Passage provided =>
=-=-=-=-=

So far, county health officials are asking—not mandating—that all people wear masks indoors in public places when others’ vaccination status is unknown.
Los Angeles County, however, instituted a mask mandate last week after seeing a rise in infections and hospitalizations.
“Because of this rapid rise, as well as the increasing presence of the more easily transmitted Delta variant of the virus, and the millions of people potentially at risk of infection, together we must reduce our risk of infection and our risk for potentially infecting others,” Los Angeles County health officials said in their announcement.
Clanon said Alameda County health officials are keeping an eye on Los Angeles. She said when masks are mandated, some people “dig their heels in” in defiance. “Don’t make it into a political thing,” she said.
Buffy Wicks, who represents the East Bay in the state assembly, is calling for a vaccination mandate for people who want to return to certain indoor group settings.
“It’s time we do something uncomfortable: make vaccination mandatory—at schools, gyms, hospitals, workplaces, etc.,” Wicks tweeted Tuesday, citing reporting from the Bay Area News Group that says the COVID surges across California would have put many counties back into the most restrictive tier under the state’s former reopening structure.

=-=-=-=-=

The data =>

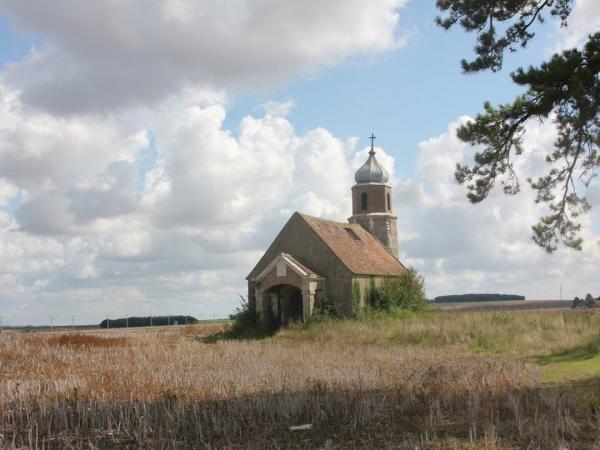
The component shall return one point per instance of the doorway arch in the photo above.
(285, 304)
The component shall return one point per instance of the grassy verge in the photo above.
(564, 345)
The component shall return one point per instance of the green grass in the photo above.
(564, 345)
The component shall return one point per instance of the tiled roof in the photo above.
(363, 256)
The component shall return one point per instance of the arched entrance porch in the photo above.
(284, 303)
(285, 291)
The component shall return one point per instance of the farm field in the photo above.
(496, 380)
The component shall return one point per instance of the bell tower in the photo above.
(372, 202)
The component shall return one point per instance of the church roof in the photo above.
(371, 171)
(360, 251)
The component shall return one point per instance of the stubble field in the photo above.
(437, 380)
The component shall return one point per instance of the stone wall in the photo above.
(301, 242)
(376, 198)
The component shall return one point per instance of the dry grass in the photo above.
(167, 389)
(519, 334)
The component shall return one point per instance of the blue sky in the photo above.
(141, 173)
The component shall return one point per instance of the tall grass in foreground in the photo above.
(507, 333)
(149, 389)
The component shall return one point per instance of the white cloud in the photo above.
(105, 54)
(584, 20)
(181, 234)
(462, 247)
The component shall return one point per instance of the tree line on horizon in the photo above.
(476, 298)
(147, 321)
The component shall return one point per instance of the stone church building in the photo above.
(314, 259)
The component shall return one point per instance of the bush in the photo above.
(405, 292)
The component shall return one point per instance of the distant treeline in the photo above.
(477, 298)
(147, 321)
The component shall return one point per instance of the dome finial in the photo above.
(371, 171)
(372, 137)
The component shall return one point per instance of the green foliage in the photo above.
(405, 292)
(245, 324)
(482, 16)
(356, 297)
(326, 310)
(566, 89)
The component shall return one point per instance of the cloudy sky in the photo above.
(151, 149)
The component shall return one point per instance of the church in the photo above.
(314, 260)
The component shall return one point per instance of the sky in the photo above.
(150, 150)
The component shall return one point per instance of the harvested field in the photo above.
(169, 389)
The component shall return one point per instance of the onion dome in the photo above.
(372, 171)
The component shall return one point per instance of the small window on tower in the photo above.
(352, 234)
(363, 201)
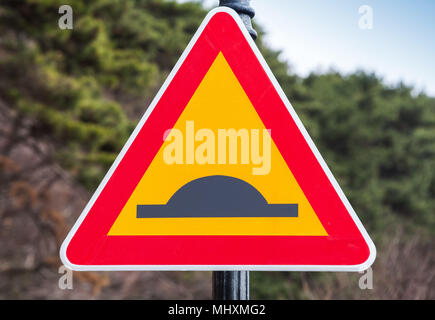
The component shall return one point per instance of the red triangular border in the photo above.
(347, 246)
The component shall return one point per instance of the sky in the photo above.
(317, 35)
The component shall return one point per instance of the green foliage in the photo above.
(75, 88)
(76, 85)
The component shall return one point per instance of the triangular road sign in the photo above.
(219, 174)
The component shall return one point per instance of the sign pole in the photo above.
(234, 285)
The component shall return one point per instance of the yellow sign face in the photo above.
(207, 113)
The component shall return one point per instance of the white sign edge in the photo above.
(335, 268)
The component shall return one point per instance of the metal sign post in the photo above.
(234, 285)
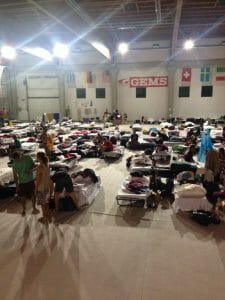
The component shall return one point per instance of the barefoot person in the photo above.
(61, 181)
(43, 186)
(23, 166)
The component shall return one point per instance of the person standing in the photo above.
(61, 181)
(43, 186)
(23, 166)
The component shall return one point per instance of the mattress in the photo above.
(117, 152)
(87, 193)
(29, 146)
(67, 163)
(128, 196)
(190, 204)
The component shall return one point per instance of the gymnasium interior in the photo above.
(132, 92)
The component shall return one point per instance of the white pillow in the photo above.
(189, 190)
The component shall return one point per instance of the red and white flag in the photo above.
(123, 81)
(186, 75)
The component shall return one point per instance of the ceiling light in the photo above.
(8, 52)
(39, 52)
(61, 50)
(123, 48)
(102, 49)
(189, 44)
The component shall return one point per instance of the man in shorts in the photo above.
(60, 181)
(23, 166)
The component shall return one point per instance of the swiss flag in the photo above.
(186, 74)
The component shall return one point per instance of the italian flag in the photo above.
(220, 74)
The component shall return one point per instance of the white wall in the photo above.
(156, 101)
(81, 82)
(195, 105)
(145, 62)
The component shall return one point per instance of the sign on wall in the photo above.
(148, 81)
(186, 74)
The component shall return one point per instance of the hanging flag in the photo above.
(220, 74)
(186, 75)
(205, 74)
(89, 77)
(70, 78)
(123, 82)
(1, 73)
(106, 76)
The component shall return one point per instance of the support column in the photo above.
(61, 91)
(114, 91)
(12, 92)
(171, 92)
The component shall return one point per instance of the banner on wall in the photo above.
(186, 74)
(89, 77)
(106, 78)
(220, 74)
(148, 81)
(70, 78)
(1, 72)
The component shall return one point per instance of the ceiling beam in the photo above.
(67, 26)
(158, 11)
(176, 26)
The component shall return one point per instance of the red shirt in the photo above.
(107, 146)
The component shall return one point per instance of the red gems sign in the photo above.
(152, 81)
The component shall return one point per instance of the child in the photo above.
(43, 186)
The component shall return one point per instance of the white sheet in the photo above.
(189, 204)
(87, 193)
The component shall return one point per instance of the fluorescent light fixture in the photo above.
(189, 44)
(102, 49)
(123, 48)
(8, 52)
(39, 52)
(61, 50)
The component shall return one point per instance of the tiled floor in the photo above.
(107, 252)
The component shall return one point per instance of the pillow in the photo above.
(189, 190)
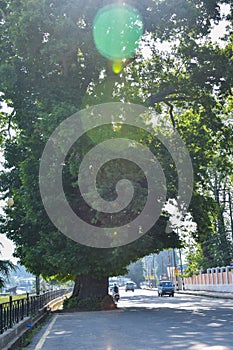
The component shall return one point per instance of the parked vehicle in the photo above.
(166, 288)
(129, 286)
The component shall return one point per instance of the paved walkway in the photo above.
(144, 322)
(221, 295)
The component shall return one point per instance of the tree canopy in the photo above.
(51, 68)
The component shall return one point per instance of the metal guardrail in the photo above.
(14, 311)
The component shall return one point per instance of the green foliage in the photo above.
(135, 272)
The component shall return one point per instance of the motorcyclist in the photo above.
(115, 289)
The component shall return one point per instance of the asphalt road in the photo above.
(143, 321)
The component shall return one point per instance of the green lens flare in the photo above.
(117, 31)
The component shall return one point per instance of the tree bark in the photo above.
(86, 286)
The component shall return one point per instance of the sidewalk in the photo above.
(209, 294)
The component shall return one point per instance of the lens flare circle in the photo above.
(117, 31)
(54, 158)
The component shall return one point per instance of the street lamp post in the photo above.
(175, 268)
(181, 270)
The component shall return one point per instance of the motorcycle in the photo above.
(116, 297)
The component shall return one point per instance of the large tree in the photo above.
(50, 68)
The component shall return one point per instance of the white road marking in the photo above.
(46, 333)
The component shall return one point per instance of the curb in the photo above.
(206, 294)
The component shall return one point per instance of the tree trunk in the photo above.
(87, 286)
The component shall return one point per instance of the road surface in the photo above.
(143, 321)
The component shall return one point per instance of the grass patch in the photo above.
(26, 340)
(89, 304)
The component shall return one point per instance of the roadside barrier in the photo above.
(15, 311)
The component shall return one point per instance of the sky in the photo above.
(7, 248)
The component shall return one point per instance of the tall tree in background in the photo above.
(50, 69)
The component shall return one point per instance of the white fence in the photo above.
(218, 279)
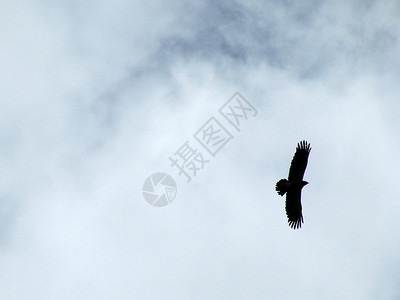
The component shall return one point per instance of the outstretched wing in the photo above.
(293, 209)
(299, 161)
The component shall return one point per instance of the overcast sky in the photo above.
(95, 96)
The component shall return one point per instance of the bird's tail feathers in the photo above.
(281, 186)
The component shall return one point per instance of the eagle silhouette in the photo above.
(293, 185)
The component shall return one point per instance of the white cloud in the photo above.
(96, 97)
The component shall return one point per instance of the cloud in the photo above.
(97, 96)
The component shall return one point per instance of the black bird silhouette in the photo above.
(293, 185)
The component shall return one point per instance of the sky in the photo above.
(96, 96)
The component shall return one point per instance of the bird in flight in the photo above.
(293, 185)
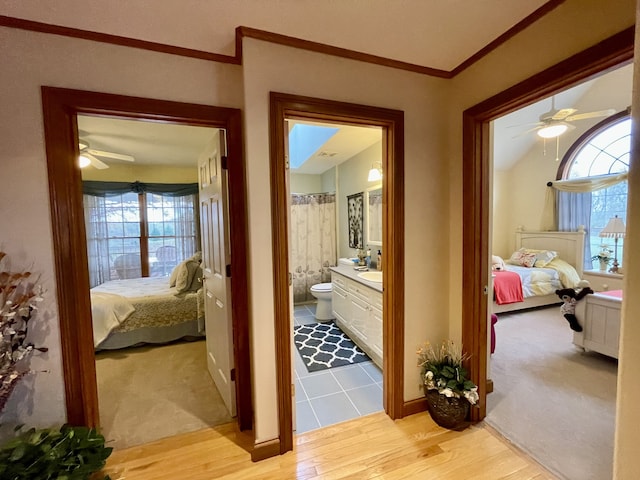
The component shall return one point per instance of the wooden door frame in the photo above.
(283, 106)
(476, 166)
(60, 109)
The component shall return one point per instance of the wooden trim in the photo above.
(414, 406)
(512, 32)
(283, 106)
(22, 24)
(61, 107)
(602, 57)
(248, 32)
(489, 386)
(264, 450)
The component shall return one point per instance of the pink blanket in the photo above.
(613, 293)
(507, 287)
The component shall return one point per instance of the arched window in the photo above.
(603, 150)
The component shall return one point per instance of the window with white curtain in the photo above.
(138, 230)
(604, 150)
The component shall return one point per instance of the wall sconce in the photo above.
(375, 174)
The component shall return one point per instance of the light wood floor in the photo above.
(369, 447)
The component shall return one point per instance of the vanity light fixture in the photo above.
(83, 161)
(375, 174)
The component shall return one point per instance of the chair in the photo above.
(128, 266)
(167, 259)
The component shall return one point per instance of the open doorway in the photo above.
(282, 108)
(337, 315)
(530, 343)
(153, 337)
(608, 55)
(61, 108)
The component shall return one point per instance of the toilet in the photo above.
(322, 291)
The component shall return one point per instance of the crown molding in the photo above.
(271, 37)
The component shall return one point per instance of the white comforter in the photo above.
(108, 311)
(537, 281)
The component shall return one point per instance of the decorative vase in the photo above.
(448, 412)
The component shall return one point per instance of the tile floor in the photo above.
(336, 394)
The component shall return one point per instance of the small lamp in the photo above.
(614, 229)
(375, 174)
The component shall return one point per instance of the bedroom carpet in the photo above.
(550, 399)
(323, 345)
(148, 393)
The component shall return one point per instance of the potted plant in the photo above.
(71, 453)
(603, 257)
(448, 391)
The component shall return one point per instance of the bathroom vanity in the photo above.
(357, 307)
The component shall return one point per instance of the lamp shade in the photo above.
(614, 229)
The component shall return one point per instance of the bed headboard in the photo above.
(569, 245)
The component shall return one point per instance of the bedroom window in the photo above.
(138, 230)
(603, 153)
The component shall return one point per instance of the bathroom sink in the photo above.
(371, 276)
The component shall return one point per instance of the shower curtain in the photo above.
(313, 241)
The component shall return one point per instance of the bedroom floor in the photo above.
(550, 399)
(334, 395)
(147, 393)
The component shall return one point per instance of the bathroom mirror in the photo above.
(374, 216)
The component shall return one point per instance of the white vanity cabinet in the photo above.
(358, 312)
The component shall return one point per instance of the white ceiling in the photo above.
(347, 142)
(612, 90)
(432, 33)
(162, 144)
(150, 143)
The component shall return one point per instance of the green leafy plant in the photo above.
(603, 256)
(64, 453)
(442, 370)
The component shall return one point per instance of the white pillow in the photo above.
(522, 258)
(497, 263)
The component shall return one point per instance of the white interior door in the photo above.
(216, 256)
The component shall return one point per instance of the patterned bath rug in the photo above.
(324, 345)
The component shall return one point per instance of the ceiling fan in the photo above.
(555, 122)
(89, 156)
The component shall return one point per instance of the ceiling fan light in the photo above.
(84, 161)
(553, 131)
(375, 174)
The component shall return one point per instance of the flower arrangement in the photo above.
(442, 370)
(18, 298)
(604, 255)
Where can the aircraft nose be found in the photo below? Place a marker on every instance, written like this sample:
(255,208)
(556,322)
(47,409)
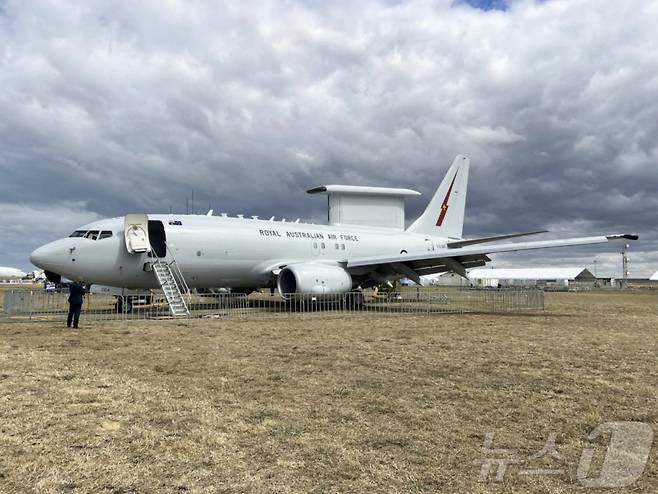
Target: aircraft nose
(46,257)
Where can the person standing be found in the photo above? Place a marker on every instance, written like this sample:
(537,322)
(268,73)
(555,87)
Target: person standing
(76,297)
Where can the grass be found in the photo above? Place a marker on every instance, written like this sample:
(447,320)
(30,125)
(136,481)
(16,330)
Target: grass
(315,404)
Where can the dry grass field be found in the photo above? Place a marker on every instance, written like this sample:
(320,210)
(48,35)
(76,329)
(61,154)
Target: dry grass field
(325,404)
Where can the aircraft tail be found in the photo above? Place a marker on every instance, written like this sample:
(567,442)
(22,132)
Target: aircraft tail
(444,215)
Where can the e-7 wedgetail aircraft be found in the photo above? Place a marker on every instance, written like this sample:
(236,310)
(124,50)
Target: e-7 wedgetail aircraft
(364,243)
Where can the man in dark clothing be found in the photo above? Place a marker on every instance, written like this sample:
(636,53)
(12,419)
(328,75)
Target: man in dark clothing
(76,297)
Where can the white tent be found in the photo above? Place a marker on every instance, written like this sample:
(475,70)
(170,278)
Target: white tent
(515,276)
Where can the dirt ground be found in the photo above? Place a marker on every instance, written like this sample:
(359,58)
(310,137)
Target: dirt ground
(326,404)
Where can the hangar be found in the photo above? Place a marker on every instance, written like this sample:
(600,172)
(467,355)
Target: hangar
(556,278)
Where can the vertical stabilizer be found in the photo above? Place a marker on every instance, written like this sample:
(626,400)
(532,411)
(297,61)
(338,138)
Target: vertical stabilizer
(444,215)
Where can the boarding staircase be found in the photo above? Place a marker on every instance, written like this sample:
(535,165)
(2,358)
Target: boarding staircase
(171,281)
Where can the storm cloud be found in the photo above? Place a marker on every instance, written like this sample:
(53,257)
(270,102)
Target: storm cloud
(115,107)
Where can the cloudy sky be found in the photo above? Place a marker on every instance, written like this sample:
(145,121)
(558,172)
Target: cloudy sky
(109,107)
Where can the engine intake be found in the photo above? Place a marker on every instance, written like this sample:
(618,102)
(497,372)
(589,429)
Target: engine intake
(317,279)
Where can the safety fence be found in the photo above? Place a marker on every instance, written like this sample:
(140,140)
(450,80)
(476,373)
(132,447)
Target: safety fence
(38,304)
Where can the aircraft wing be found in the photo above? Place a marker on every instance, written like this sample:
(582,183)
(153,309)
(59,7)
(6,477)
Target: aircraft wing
(380,268)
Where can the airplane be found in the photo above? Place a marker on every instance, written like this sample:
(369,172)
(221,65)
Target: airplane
(364,243)
(11,273)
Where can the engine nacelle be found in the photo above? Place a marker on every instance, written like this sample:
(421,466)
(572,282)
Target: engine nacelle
(317,279)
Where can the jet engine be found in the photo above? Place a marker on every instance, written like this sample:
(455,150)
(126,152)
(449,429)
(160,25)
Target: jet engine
(317,279)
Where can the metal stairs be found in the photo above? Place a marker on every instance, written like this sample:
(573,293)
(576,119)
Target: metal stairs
(172,292)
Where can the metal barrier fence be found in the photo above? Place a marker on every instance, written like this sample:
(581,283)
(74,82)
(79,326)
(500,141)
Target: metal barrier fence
(152,305)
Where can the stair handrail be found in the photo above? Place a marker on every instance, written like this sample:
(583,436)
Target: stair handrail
(176,271)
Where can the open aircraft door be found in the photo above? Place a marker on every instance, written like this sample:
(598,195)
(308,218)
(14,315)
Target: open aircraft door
(136,228)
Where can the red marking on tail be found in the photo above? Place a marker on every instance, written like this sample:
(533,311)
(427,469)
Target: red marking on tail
(444,206)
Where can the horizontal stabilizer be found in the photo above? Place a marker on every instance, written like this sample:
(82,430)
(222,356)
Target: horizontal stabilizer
(484,240)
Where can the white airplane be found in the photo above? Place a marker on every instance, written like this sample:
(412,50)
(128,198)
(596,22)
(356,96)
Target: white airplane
(364,243)
(11,273)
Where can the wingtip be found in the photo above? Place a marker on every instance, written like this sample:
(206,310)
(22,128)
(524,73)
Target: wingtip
(624,236)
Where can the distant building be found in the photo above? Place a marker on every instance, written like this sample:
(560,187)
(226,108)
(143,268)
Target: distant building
(548,278)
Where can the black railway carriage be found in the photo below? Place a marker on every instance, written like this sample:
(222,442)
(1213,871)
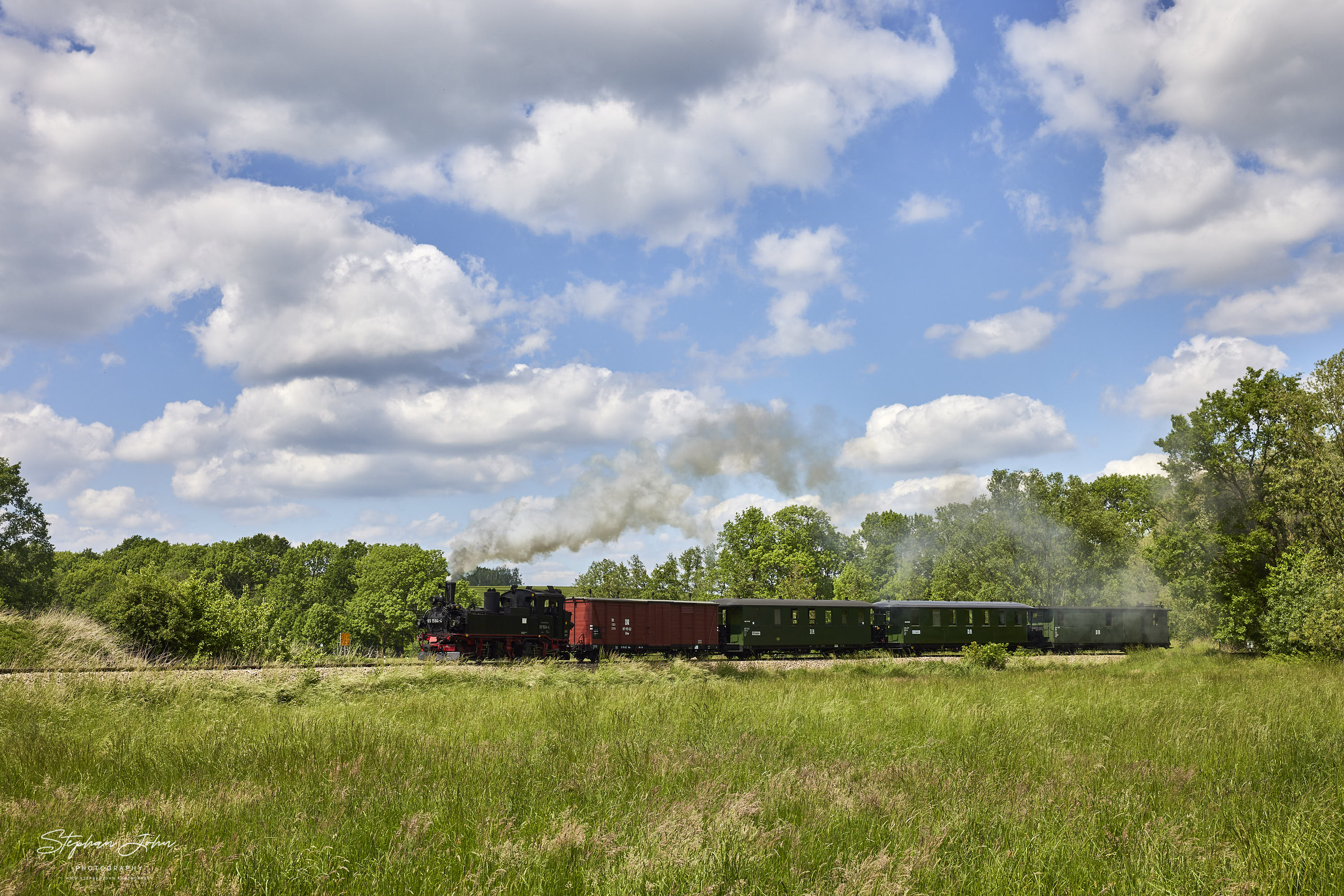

=-=-=-=-=

Your instructions => Print the portion of the passage on COVID-19 mask and vaccination mandates from "Los Angeles County, however, instituted" to "indoor group settings.", with the wording unchanged. The data above is not required for this exercise.

Solution to this task =>
Los Angeles County, however, instituted a mask mandate last week after seeing a rise in infections and hospitalizations.
“Because of this rapid rise, as well as the increasing presence of the more easily transmitted Delta variant of the virus, and the millions of people potentially at risk of infection, together we must reduce our risk of infection and our risk for potentially infecting others,” Los Angeles County health officials said in their announcement.
Clanon said Alameda County health officials are keeping an eye on Los Angeles. She said when masks are mandated, some people “dig their heels in” in defiance. “Don’t make it into a political thing,” she said.
Buffy Wicks, who represents the East Bay in the state assembly, is calling for a vaccination mandate for people who want to return to certain indoor group settings.